> _Exercise objective_
Pick out the lines below that include the string "cumulus".

+++ Data records +++

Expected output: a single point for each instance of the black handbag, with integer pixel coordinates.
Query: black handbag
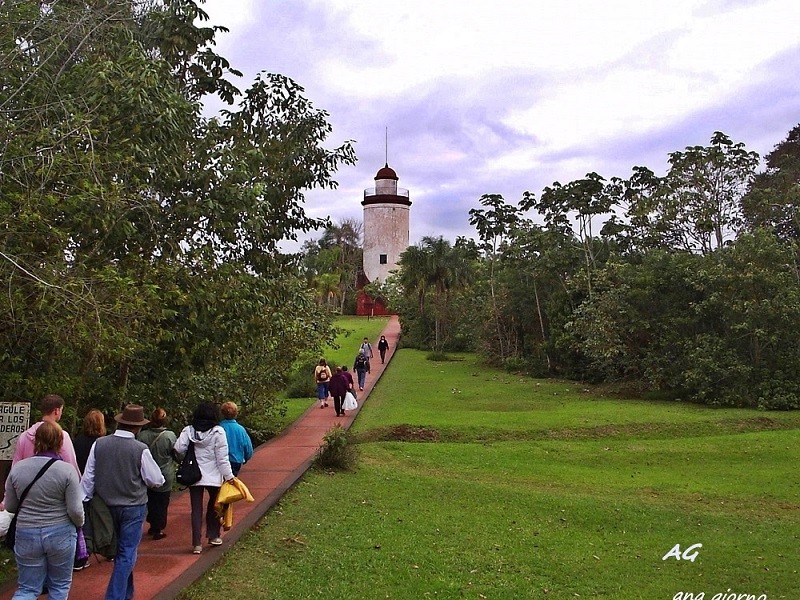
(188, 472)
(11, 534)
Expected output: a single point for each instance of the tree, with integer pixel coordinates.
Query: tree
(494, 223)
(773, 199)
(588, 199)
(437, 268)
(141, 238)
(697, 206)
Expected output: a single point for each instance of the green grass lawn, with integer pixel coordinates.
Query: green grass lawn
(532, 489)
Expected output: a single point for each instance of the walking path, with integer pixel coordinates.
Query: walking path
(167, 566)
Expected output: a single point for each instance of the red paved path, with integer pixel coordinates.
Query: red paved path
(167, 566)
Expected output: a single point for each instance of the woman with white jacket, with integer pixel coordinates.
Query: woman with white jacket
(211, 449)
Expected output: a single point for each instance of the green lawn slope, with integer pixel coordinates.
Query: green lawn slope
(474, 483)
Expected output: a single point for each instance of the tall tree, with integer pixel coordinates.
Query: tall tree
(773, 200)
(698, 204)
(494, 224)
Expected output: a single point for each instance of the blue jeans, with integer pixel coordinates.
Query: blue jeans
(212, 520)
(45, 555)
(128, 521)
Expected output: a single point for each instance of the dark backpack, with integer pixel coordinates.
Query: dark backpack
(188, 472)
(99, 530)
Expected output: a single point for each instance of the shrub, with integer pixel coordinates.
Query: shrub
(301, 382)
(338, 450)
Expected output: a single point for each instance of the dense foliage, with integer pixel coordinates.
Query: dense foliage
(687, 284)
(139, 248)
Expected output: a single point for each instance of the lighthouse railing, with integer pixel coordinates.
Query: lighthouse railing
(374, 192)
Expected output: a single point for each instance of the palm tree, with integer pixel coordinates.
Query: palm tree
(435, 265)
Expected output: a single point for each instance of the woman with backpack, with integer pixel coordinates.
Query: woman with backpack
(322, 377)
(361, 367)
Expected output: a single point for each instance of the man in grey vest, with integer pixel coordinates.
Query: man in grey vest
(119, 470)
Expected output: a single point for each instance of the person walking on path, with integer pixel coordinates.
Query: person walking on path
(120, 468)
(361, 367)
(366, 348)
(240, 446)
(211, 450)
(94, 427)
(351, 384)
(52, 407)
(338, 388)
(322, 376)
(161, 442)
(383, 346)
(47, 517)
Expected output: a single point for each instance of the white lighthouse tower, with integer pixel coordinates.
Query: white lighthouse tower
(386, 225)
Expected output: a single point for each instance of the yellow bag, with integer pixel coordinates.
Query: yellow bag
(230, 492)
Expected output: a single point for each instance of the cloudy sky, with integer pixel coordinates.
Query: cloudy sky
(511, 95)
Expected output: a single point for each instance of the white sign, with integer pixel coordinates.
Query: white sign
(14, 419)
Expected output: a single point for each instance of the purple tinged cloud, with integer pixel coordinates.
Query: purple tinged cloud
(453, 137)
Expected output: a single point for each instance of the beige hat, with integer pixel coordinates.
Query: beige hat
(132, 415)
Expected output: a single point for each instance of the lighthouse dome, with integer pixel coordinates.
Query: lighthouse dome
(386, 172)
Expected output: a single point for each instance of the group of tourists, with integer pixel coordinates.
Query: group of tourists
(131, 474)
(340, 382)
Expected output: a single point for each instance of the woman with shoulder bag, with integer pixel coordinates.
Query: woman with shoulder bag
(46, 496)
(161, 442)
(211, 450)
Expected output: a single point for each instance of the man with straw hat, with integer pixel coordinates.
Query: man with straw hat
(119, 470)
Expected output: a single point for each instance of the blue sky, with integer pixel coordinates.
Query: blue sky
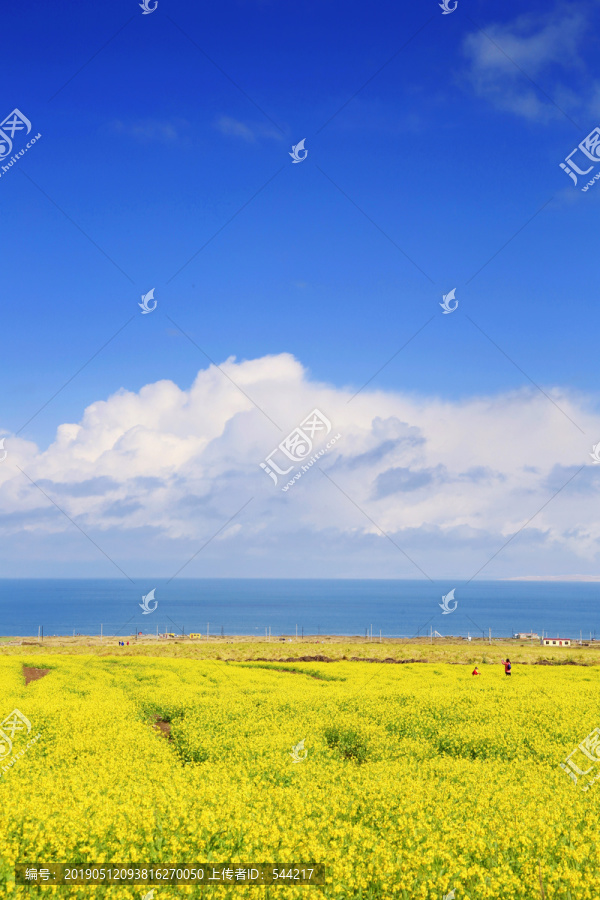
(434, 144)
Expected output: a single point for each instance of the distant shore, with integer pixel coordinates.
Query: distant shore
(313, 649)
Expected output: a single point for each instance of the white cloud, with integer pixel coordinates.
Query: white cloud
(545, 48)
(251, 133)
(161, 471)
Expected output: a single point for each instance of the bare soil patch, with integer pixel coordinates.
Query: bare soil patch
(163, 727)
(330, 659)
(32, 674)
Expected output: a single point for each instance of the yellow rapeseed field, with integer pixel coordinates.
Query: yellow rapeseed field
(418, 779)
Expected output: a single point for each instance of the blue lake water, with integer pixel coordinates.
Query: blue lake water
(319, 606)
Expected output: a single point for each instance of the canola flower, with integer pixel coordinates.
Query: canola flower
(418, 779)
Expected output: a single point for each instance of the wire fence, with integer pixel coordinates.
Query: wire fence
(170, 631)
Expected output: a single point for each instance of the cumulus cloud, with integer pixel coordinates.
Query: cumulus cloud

+++

> _Solution to the exercise_
Expected output: a single point for each instance of the cumulus cloud, with integer pixel coordinates.
Query: cumulus cloud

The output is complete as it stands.